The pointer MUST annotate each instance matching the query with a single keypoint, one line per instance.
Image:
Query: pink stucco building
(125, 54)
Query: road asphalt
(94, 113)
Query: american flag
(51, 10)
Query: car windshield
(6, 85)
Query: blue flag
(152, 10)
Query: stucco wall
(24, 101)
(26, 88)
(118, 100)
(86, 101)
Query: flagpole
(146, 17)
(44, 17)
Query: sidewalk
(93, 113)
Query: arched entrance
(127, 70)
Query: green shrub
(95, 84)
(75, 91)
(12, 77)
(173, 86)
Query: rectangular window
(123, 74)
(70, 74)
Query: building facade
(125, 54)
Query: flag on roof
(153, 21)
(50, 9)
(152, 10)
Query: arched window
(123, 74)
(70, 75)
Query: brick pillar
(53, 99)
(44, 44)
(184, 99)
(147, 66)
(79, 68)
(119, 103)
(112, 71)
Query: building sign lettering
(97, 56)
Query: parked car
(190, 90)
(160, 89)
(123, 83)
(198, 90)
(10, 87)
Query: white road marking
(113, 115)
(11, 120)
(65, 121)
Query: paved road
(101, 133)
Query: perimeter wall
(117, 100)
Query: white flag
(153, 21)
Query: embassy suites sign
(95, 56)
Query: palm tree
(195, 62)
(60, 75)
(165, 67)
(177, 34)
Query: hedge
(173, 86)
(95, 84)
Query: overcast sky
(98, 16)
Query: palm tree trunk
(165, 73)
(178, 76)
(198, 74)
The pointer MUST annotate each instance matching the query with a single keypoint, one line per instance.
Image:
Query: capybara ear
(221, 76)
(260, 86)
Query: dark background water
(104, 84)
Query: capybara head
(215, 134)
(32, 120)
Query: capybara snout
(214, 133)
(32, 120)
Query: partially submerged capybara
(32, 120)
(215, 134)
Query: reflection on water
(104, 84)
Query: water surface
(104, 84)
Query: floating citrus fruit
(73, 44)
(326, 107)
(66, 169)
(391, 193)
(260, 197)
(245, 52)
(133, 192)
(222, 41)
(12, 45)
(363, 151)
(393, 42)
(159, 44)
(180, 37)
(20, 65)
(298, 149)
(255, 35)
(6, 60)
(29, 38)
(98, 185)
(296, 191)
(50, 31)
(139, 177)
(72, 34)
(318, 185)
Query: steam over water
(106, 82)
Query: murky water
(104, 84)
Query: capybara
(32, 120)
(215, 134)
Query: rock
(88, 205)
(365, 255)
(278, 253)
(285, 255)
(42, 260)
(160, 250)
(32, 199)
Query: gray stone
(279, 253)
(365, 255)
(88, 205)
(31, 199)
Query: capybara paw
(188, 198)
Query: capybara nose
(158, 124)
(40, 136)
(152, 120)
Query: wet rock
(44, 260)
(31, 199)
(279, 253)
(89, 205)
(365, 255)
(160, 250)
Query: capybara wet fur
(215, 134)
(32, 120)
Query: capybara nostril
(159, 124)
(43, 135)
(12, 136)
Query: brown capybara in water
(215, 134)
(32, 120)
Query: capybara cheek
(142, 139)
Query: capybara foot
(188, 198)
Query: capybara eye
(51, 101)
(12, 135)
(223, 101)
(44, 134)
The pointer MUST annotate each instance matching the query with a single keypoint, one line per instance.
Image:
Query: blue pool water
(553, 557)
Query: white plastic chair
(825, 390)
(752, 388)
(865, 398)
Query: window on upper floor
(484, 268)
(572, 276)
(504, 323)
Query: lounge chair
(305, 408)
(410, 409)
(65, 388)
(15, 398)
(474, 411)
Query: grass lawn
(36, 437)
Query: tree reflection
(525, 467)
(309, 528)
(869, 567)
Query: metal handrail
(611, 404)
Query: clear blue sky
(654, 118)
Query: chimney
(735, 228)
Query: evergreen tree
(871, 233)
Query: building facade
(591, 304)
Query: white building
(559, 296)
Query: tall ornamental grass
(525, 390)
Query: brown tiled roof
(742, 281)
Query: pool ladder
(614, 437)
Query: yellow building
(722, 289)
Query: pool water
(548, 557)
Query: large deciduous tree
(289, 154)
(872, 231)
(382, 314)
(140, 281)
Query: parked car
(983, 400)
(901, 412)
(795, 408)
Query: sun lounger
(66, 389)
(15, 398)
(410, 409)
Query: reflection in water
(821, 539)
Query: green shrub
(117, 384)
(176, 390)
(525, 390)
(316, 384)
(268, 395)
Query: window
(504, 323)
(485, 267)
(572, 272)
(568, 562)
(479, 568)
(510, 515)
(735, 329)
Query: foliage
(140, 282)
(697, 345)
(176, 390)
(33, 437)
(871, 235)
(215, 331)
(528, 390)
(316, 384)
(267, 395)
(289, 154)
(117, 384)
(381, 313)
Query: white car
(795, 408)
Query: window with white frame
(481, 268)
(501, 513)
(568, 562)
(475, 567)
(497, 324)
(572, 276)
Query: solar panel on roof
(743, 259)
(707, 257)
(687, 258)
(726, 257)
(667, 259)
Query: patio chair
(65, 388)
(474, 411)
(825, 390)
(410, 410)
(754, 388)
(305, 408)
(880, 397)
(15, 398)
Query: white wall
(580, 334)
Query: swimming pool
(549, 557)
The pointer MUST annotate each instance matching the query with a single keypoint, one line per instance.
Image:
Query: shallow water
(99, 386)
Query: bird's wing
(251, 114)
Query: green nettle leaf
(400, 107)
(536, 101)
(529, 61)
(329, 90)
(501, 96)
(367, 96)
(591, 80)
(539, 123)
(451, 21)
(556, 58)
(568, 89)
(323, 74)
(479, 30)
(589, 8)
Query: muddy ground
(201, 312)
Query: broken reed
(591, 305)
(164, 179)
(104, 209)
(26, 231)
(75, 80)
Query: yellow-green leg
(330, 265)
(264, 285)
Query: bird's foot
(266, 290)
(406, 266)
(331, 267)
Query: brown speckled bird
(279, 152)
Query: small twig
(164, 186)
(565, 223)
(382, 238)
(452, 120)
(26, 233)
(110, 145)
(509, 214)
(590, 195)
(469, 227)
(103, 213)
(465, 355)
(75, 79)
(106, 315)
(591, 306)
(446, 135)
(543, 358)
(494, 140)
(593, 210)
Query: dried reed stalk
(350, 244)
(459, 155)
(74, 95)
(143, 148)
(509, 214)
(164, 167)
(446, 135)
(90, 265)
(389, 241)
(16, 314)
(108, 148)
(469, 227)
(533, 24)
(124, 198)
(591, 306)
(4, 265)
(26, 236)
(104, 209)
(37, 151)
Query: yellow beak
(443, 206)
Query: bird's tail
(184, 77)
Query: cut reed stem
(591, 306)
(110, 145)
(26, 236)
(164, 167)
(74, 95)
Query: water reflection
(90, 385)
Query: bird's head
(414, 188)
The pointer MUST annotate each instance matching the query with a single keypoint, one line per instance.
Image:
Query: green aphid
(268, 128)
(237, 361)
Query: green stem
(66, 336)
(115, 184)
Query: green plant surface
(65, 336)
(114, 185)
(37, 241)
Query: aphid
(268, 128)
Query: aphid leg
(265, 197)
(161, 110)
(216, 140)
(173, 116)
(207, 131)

> Work to be completed: A word-for-word copy of the material is required.

> Output:
The pointer MUST annotate each instance matching the query with a single keypoint, one line per instance.
Image:
Query: pink stucco building
(125, 54)
Query: road asphalt
(94, 113)
Query: american flag
(51, 10)
Query: car windshield
(6, 85)
Query: blue flag
(152, 10)
Query: stucco wall
(24, 101)
(26, 88)
(118, 100)
(86, 101)
Query: flagpole
(146, 17)
(44, 17)
Query: sidewalk
(93, 113)
Query: arched entrance
(127, 70)
Query: green shrub
(95, 84)
(75, 91)
(12, 77)
(173, 86)
Query: rectangular window
(123, 74)
(70, 74)
Query: building facade
(125, 54)
Query: flag on roof
(153, 21)
(50, 9)
(152, 10)
Query: arched window
(123, 74)
(70, 75)
Query: brick pillar
(53, 99)
(44, 44)
(184, 99)
(147, 66)
(79, 68)
(119, 103)
(112, 71)
Query: building sign lettering
(97, 56)
Query: parked car
(190, 90)
(160, 89)
(123, 83)
(198, 90)
(10, 87)
Query: white road marking
(113, 115)
(11, 120)
(65, 121)
Query: paved road
(101, 133)
Query: perimeter wall
(117, 100)
Query: white flag
(153, 21)
Query: embassy suites sign
(95, 56)
Query: palm tree
(195, 62)
(60, 75)
(165, 67)
(177, 34)
Query: hedge
(173, 86)
(95, 84)
Query: overcast sky
(98, 16)
Query: palm tree trunk
(165, 73)
(178, 76)
(198, 74)
The pointer MUST annotate each instance matching the query with a single keypoint, one line per instance.
Image:
Query: capybara ear
(221, 76)
(260, 86)
Query: dark background water
(104, 84)
Query: capybara head
(215, 134)
(32, 120)
Query: capybara snout
(214, 133)
(32, 120)
Query: partially submerged capybara
(32, 120)
(215, 134)
Query: reflection on water
(104, 84)
Query: water surface
(104, 84)
Query: floating citrus fruit
(73, 44)
(326, 107)
(66, 169)
(391, 193)
(260, 197)
(245, 52)
(133, 192)
(222, 41)
(12, 45)
(363, 151)
(393, 42)
(159, 44)
(180, 37)
(20, 65)
(298, 149)
(255, 35)
(6, 60)
(29, 38)
(98, 185)
(296, 191)
(50, 31)
(139, 177)
(72, 34)
(318, 185)
Query: steam over water
(106, 82)
Query: murky water
(104, 84)
Query: capybara
(32, 120)
(215, 134)
Query: rock
(88, 205)
(365, 255)
(278, 253)
(285, 255)
(42, 260)
(160, 250)
(32, 199)
Query: gray stone
(279, 253)
(365, 255)
(88, 205)
(31, 199)
Query: capybara paw
(188, 198)
Query: capybara nose
(158, 124)
(40, 136)
(152, 120)
Query: wet rock
(44, 260)
(31, 199)
(279, 253)
(89, 205)
(365, 255)
(160, 250)
Query: capybara wet fur
(215, 134)
(32, 120)
Query: capybara nostril
(159, 124)
(43, 135)
(12, 136)
Query: brown capybara in water
(215, 134)
(32, 120)
Query: capybara cheek
(142, 139)
Query: capybara foot
(188, 198)
Query: capybara eye
(51, 101)
(12, 135)
(223, 101)
(44, 134)
The pointer MUST annotate each instance matching the query with a single keypoint, one line per instance.
Image:
Query: blue pool water
(553, 557)
Query: white plastic chair
(825, 390)
(752, 388)
(865, 398)
Query: window on upper floor
(484, 268)
(572, 276)
(504, 323)
Query: lounge chair
(305, 408)
(410, 409)
(65, 388)
(15, 398)
(474, 411)
Query: grass lawn
(36, 437)
Query: tree reflection
(525, 467)
(309, 528)
(869, 567)
Query: metal handrail
(611, 404)
Query: clear blue sky
(654, 118)
Query: chimney
(735, 228)
Query: evergreen tree
(871, 233)
Query: building facade
(591, 304)
Query: white building
(559, 296)
Query: tall ornamental grass
(525, 390)
Query: brown tiled roof
(742, 281)
Query: pool ladder
(614, 437)
Query: yellow building
(722, 289)
Query: pool water
(548, 557)
Query: large deciduous tree
(289, 154)
(872, 231)
(382, 314)
(140, 281)
Query: parked car
(983, 400)
(901, 412)
(795, 408)
Query: sun lounger
(66, 389)
(15, 398)
(410, 409)
Query: reflection in water
(821, 539)
Query: green shrub
(117, 384)
(176, 390)
(525, 390)
(316, 384)
(268, 395)
Query: window
(504, 323)
(485, 267)
(572, 272)
(568, 562)
(479, 568)
(510, 515)
(735, 329)
Query: foliage
(140, 282)
(697, 345)
(176, 390)
(33, 437)
(871, 235)
(215, 331)
(528, 390)
(316, 384)
(267, 395)
(289, 154)
(117, 384)
(381, 313)
Query: white car
(795, 408)
Query: window with white frame
(481, 268)
(501, 513)
(568, 562)
(475, 567)
(497, 324)
(572, 276)
Query: solar panel on roof
(743, 259)
(707, 257)
(687, 258)
(726, 257)
(667, 259)
Query: patio chair
(65, 388)
(474, 411)
(825, 390)
(410, 410)
(754, 388)
(305, 408)
(880, 397)
(15, 398)
Query: white wall
(580, 334)
Query: swimming pool
(549, 557)
The pointer MUST annotate each instance matching the query with a single keypoint, one line per instance.
Image:
Query: shallow water
(99, 386)
Query: bird's wing
(251, 114)
Query: green nettle leaf
(400, 107)
(536, 101)
(529, 61)
(329, 90)
(501, 96)
(367, 96)
(591, 80)
(539, 123)
(451, 21)
(556, 58)
(568, 89)
(323, 74)
(479, 30)
(589, 8)
Query: muddy ground
(201, 312)
Query: broken reed
(591, 305)
(164, 179)
(104, 209)
(26, 231)
(75, 80)
Query: yellow-green leg
(330, 265)
(264, 285)
Query: bird's foot
(266, 290)
(406, 266)
(331, 267)
Query: brown speckled bird
(279, 152)
Query: small twig
(164, 186)
(565, 223)
(382, 238)
(452, 120)
(26, 233)
(110, 145)
(509, 214)
(590, 195)
(469, 227)
(103, 213)
(465, 355)
(75, 79)
(106, 315)
(591, 306)
(446, 135)
(543, 358)
(494, 140)
(593, 210)
Query: dried reed stalk
(350, 244)
(459, 155)
(74, 95)
(143, 148)
(509, 214)
(164, 167)
(446, 135)
(90, 265)
(389, 241)
(16, 314)
(108, 148)
(469, 227)
(533, 24)
(124, 198)
(591, 306)
(4, 265)
(26, 236)
(104, 209)
(37, 151)
Query: yellow beak
(443, 206)
Query: bird's tail
(184, 77)
Query: cut reed stem
(591, 306)
(110, 145)
(26, 236)
(164, 167)
(74, 95)
Query: water reflection
(90, 385)
Query: bird's head
(414, 188)
The pointer MUST annotate each instance matching the query with a single keypoint, one line per instance.
Image:
Query: green aphid
(268, 128)
(237, 361)
Query: green stem
(66, 336)
(115, 184)
Query: green plant surface
(65, 336)
(114, 185)
(37, 241)
Query: aphid
(268, 128)
Query: aphid leg
(265, 197)
(161, 110)
(216, 140)
(173, 116)
(207, 131)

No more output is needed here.